• _PAGE EXCERPT_
====================

How Much Security Do You Expect From Your Pacemaker?
University of Massachusetts Amherst (10/03/08)

University of Massachusetts Amherst professor Kevin E. Fu is developing zero-power technology and low-power cryptographic protocols for implantable medical devices. Fu, who earlier this year showed that an implantable heart defibrillator is vulnerable to hacking, won a three-year, $449,000 National Science Foundation grant to improve the security in implanted cardiac devices without compromising their safety and effectiveness. Fu will research sharing data over the Internet and the use of wirelessly programmable implants. He says the research comes at a critical time because few, if any, implanted devices share patient data outside secure settings such as clinics, and none are re-programmable from remote locations. However, Fu says future devices could allow a patient with an implanted cardiac device to go on vacation while the device continues to deliver information to the patient's physician over the Internet, enabling the doctor to modify the electrical output as needed, similar to adjusting prescriptions. Maintaining privacy and security will be crucial. "With medical devices, we don't have the luxury to fix security after the fact," Fu says. "This is where our research comes in."

====================

• _SUPPLIED MATERIAL_
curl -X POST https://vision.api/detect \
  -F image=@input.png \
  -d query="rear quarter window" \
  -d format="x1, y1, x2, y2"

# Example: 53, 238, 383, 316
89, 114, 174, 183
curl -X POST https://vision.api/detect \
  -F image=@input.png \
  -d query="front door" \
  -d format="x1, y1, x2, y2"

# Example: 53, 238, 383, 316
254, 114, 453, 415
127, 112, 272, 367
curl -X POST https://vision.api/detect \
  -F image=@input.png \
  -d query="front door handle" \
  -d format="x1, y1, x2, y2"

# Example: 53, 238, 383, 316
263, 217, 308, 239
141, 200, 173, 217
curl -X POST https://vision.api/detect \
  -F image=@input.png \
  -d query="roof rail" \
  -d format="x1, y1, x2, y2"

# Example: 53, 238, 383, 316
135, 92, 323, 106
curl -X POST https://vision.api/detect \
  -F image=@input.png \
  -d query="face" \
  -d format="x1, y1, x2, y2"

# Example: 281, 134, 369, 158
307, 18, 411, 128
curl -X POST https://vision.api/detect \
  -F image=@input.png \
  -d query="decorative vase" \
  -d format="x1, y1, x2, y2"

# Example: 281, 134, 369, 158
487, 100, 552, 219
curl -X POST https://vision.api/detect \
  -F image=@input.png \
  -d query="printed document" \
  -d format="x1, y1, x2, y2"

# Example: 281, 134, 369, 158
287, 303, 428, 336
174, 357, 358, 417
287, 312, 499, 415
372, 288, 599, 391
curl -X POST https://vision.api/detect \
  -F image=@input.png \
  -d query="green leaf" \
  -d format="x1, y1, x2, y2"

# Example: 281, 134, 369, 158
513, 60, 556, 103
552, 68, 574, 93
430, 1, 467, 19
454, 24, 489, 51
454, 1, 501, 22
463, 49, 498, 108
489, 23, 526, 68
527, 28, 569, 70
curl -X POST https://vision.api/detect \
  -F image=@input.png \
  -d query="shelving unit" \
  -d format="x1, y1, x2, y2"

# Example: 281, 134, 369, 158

====================

Write out the pacemaker security page excerpt again word for word, in full.

How Much Security Do You Expect From Your Pacemaker?
University of Massachusetts Amherst (10/03/08)

University of Massachusetts Amherst professor Kevin E. Fu is developing zero-power technology and low-power cryptographic protocols for implantable medical devices. Fu, who earlier this year showed that an implantable heart defibrillator is vulnerable to hacking, won a three-year, $449,000 National Science Foundation grant to improve the security in implanted cardiac devices without compromising their safety and effectiveness. Fu will research sharing data over the Internet and the use of wirelessly programmable implants. He says the research comes at a critical time because few, if any, implanted devices share patient data outside secure settings such as clinics, and none are re-programmable from remote locations. However, Fu says future devices could allow a patient with an implanted cardiac device to go on vacation while the device continues to deliver information to the patient's physician over the Internet, enabling the doctor to modify the electrical output as needed, similar to adjusting prescriptions. Maintaining privacy and security will be crucial. "With medical devices, we don't have the luxury to fix security after the fact," Fu says. "This is where our research comes in."